• [Problem description]: Exactly as written, set down every entry once more.

Collection entries
◆ ◆ ◆ ◆ ◆

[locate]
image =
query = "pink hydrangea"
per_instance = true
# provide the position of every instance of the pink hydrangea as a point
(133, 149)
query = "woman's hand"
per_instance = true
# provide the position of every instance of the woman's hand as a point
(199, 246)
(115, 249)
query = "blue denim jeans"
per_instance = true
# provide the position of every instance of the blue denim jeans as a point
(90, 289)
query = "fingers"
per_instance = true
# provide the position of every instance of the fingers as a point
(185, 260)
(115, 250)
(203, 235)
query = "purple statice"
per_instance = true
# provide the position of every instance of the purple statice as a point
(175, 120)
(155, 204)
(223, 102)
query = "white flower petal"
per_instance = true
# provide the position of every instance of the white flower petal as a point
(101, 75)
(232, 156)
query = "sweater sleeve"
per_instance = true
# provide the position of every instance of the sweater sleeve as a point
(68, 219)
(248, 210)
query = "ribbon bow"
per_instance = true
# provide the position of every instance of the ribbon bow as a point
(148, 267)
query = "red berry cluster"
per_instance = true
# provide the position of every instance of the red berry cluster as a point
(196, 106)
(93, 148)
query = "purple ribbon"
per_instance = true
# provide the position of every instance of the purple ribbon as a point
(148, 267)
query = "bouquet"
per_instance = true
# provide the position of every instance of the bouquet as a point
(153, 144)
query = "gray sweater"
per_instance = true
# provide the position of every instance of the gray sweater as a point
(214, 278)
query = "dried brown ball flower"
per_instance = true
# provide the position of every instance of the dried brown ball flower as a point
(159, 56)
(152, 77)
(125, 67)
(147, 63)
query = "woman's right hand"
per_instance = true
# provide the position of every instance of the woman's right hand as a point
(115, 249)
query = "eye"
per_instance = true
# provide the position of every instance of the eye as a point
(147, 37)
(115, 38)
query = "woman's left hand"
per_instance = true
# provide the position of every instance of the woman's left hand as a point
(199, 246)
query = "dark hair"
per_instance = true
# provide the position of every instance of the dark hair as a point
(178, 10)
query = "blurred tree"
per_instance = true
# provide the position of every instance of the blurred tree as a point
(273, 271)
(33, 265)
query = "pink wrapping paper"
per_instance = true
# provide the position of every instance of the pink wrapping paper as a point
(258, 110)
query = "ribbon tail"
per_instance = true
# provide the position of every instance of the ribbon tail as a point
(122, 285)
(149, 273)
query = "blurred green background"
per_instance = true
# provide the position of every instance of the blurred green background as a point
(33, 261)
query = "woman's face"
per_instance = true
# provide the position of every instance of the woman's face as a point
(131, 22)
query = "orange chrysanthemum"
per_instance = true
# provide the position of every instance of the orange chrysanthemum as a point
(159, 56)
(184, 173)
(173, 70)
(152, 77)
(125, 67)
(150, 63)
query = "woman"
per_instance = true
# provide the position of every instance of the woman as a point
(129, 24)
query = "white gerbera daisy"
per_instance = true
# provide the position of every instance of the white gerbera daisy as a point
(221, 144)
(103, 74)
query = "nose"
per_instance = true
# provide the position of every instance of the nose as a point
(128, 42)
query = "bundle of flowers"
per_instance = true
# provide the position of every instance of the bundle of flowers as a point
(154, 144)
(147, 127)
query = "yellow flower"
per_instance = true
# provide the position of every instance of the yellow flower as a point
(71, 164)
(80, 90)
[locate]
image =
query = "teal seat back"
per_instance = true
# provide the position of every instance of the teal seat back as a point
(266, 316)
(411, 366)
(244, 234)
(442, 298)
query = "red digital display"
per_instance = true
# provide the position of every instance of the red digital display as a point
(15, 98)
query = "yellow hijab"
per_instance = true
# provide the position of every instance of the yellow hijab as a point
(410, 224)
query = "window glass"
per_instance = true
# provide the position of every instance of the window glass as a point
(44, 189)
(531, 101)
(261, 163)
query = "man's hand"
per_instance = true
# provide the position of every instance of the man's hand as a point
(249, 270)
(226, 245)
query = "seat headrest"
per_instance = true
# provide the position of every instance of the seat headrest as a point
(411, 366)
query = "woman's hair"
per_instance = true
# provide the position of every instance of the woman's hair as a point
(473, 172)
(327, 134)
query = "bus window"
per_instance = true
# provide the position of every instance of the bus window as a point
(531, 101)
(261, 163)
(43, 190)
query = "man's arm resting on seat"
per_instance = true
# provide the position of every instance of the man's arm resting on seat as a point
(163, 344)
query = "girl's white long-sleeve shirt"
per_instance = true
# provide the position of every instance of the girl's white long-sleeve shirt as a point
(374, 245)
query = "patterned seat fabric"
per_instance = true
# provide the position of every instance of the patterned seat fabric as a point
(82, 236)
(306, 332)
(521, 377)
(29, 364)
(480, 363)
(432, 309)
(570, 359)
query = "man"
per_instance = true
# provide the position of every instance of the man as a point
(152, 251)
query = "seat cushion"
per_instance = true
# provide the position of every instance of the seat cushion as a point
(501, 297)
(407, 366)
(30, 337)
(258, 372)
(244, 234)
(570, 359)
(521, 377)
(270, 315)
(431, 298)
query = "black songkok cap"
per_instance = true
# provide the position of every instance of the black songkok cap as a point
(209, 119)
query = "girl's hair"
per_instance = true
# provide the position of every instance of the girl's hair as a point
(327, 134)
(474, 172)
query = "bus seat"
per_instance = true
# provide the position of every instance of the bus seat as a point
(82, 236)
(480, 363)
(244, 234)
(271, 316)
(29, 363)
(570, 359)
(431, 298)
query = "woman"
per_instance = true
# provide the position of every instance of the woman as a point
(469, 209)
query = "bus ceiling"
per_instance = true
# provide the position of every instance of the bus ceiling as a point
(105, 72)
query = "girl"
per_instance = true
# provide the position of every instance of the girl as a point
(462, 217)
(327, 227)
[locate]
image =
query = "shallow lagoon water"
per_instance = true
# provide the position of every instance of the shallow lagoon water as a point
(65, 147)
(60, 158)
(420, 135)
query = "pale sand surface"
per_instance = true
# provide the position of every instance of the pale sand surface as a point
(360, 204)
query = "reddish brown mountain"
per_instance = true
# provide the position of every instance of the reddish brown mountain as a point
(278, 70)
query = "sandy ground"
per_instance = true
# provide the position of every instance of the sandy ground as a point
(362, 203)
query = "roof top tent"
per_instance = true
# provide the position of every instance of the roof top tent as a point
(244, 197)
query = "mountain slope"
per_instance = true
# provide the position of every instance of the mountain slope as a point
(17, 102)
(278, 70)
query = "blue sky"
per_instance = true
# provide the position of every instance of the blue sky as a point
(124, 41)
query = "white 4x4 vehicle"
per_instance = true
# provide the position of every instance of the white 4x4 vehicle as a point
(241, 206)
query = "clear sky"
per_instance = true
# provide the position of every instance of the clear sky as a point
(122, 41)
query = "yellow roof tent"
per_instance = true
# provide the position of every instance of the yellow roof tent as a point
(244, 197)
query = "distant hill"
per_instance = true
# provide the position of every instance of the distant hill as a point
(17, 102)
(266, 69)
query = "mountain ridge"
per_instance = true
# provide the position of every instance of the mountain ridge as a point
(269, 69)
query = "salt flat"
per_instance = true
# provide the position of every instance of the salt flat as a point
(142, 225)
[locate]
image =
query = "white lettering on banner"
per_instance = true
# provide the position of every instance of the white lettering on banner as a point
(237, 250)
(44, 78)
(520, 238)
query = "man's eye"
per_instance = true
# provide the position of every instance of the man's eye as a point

◆ ◆ ◆ ◆ ◆

• [Written answer]:
[locate]
image =
query = "pink hydrangea"
per_instance = true
# provide the position of every instance of the pink hydrangea as a point
(133, 149)
query = "woman's hand"
per_instance = true
# provide the position of every instance of the woman's hand as a point
(199, 246)
(115, 249)
query = "blue denim jeans"
per_instance = true
# provide the position of every instance of the blue denim jeans as a point
(90, 289)
query = "fingers"
per_instance = true
# provide the position of every instance of the fingers as a point
(185, 260)
(115, 250)
(203, 235)
query = "purple statice"
per_instance = true
# provide the position of every instance of the purple statice as a point
(175, 120)
(155, 204)
(223, 102)
query = "white flower petal"
per_instance = true
# provide the position of every instance of the white flower petal as a point
(101, 75)
(232, 156)
query = "sweater sleeve"
per_instance = true
# provide the position of every instance of the sweater sleeve as a point
(68, 219)
(248, 210)
query = "ribbon bow"
per_instance = true
# provide the position of every instance of the ribbon bow as a point
(148, 267)
query = "red berry cluster"
per_instance = true
# provide the position of every instance of the red berry cluster as a point
(196, 106)
(93, 148)
query = "purple ribbon"
per_instance = true
# provide the position of every instance of the purple ribbon as a point
(148, 267)
query = "bouquet"
per_instance = true
# provide the position of every instance of the bouquet as a point
(153, 144)
query = "gray sweater"
per_instance = true
# provide the position of every instance of the gray sweater as a point
(214, 278)
query = "dried brown ball flower"
per_instance = true
# provide the position of every instance of the dried brown ball flower as a point
(159, 56)
(152, 77)
(125, 67)
(147, 63)
query = "woman's right hand"
per_instance = true
# provide the position of every instance of the woman's right hand as a point
(115, 249)
query = "eye"
per_instance = true
# provide the position of every instance of the eye as a point
(147, 37)
(115, 38)
query = "woman's left hand"
per_instance = true
# provide the position of every instance of the woman's left hand as a point
(199, 246)
query = "dark hair"
per_instance = true
# provide the position of every instance of the dark hair as a point
(178, 10)
query = "blurred tree"
per_instance = true
# provide the position of every instance of the blurred tree as a point
(273, 271)
(33, 265)
query = "pink wrapping paper"
per_instance = true
# provide the position of every instance of the pink wrapping paper as a point
(258, 110)
query = "ribbon tail"
per_instance = true
# provide the position of every instance of the ribbon tail as a point
(122, 285)
(149, 273)
query = "blurred green background"
per_instance = true
# provide the position of every instance of the blurred green background as a point
(33, 261)
query = "woman's face"
per_instance = true
# provide the position of every instance of the woman's face as a point
(131, 22)
query = "orange chrysanthemum"
per_instance = true
# provide the position of every instance of the orange chrysanthemum as a point
(159, 56)
(184, 173)
(173, 70)
(152, 77)
(125, 67)
(150, 63)
query = "woman"
per_instance = true
# provide the position of every instance of the woman as a point
(129, 24)
query = "white gerbera daisy"
per_instance = true
# provide the position of every instance of the white gerbera daisy as a point
(221, 144)
(103, 74)
query = "nose"
per_instance = true
# provide the position of every instance of the nose as a point
(128, 42)
query = "bundle of flowers"
per_instance = true
# provide the position of every instance of the bundle of flowers as a point
(154, 144)
(147, 127)
query = "yellow flower"
per_instance = true
# provide the position of every instance of the yellow flower as a point
(71, 164)
(80, 90)
[locate]
image =
query = "teal seat back"
per_instance = true
# provide the position of every instance of the teal seat back as a point
(266, 316)
(411, 366)
(244, 234)
(442, 298)
query = "red digital display"
per_instance = true
# provide the position of every instance of the red digital display as a point
(15, 98)
query = "yellow hijab"
per_instance = true
# provide the position of every instance of the yellow hijab as a point
(410, 224)
query = "window glass"
per_instance = true
# provide the position of every instance of the window glass as a point
(44, 189)
(531, 101)
(261, 163)
query = "man's hand"
per_instance = true
# provide the position of every instance of the man's hand as a point
(249, 270)
(226, 245)
query = "seat headrest"
per_instance = true
# provide the position of every instance of the seat headrest as a point
(411, 366)
query = "woman's hair"
per_instance = true
# provide the position of every instance of the woman's hair as a point
(473, 172)
(327, 134)
query = "bus window"
per_instance = true
# provide the position of every instance of the bus window as a point
(531, 101)
(261, 163)
(43, 190)
query = "man's arm resting on seat"
per_instance = true
# provide the position of every instance of the man's arm resting on seat as a point
(163, 344)
query = "girl's white long-sleeve shirt"
per_instance = true
# provide the position of every instance of the girl's white long-sleeve shirt as a point
(374, 245)
query = "patterned seat fabric"
per_instance = true
# provide the position of every instance of the patterned seat fabric as a point
(82, 236)
(306, 332)
(521, 377)
(29, 364)
(480, 363)
(432, 309)
(570, 359)
query = "man"
per_instance = true
# provide the position of every instance of the man as a point
(152, 251)
query = "seat cushion"
per_instance = true
# provide the position of every instance of the seat cushion as a point
(501, 297)
(407, 366)
(30, 337)
(258, 372)
(244, 234)
(570, 359)
(521, 377)
(270, 315)
(431, 298)
query = "black songkok cap"
per_instance = true
# provide the position of every instance of the black songkok cap as a point
(209, 119)
query = "girl's hair"
per_instance = true
# provide the position of every instance of the girl's hair as a point
(327, 134)
(474, 172)
query = "bus seat"
per_instance = true
# provide the position of every instance of the bus seat as a point
(82, 236)
(480, 363)
(244, 234)
(271, 316)
(29, 363)
(570, 359)
(431, 298)
query = "woman"
per_instance = true
# provide the position of every instance of the woman as a point
(469, 209)
query = "bus ceiling"
per_instance = true
# provide the position of every instance of the bus ceiling as a point
(105, 72)
query = "girl"
per_instance = true
# provide the position of every instance of the girl as a point
(462, 217)
(327, 227)
[locate]
image =
query = "shallow lagoon water"
per_instance = true
# provide the position of every instance of the shallow lagoon water as a point
(65, 147)
(60, 158)
(420, 135)
query = "pale sand surface"
per_instance = true
# provide the position of every instance of the pale sand surface as a point
(360, 204)
query = "reddish brown mountain"
per_instance = true
# provide the position of every instance of the reddish brown mountain as a point
(278, 70)
query = "sandy ground"
per_instance = true
# provide the position of every instance of the sandy ground as a point
(362, 203)
query = "roof top tent"
per_instance = true
# provide the position of every instance of the roof top tent as a point
(244, 197)
query = "mountain slope"
per_instance = true
# provide the position of every instance of the mountain slope as a point
(17, 102)
(278, 70)
query = "blue sky"
per_instance = true
# provide the position of every instance of the blue sky as a point
(124, 41)
query = "white 4x4 vehicle"
per_instance = true
# provide the position of every instance of the white 4x4 vehicle as a point
(241, 206)
query = "clear sky"
per_instance = true
# provide the position of every instance of the clear sky as a point
(122, 41)
query = "yellow roof tent"
per_instance = true
# provide the position of every instance of the yellow roof tent as a point
(244, 197)
query = "distant hill"
per_instance = true
# provide the position of every instance of the distant hill as a point
(17, 102)
(266, 69)
query = "mountain ridge"
per_instance = true
# provide the position of every instance of the mountain ridge as a point
(269, 69)
query = "salt flat"
per_instance = true
# provide the position of every instance of the salt flat as a point
(142, 225)
[locate]
image =
query = "white lettering on banner"
per_instance = true
# provide the position of every instance of the white lettering on banner as a point
(237, 250)
(44, 78)
(520, 238)
query = "man's eye"
per_instance = true
# provide the position of every instance of the man's eye as a point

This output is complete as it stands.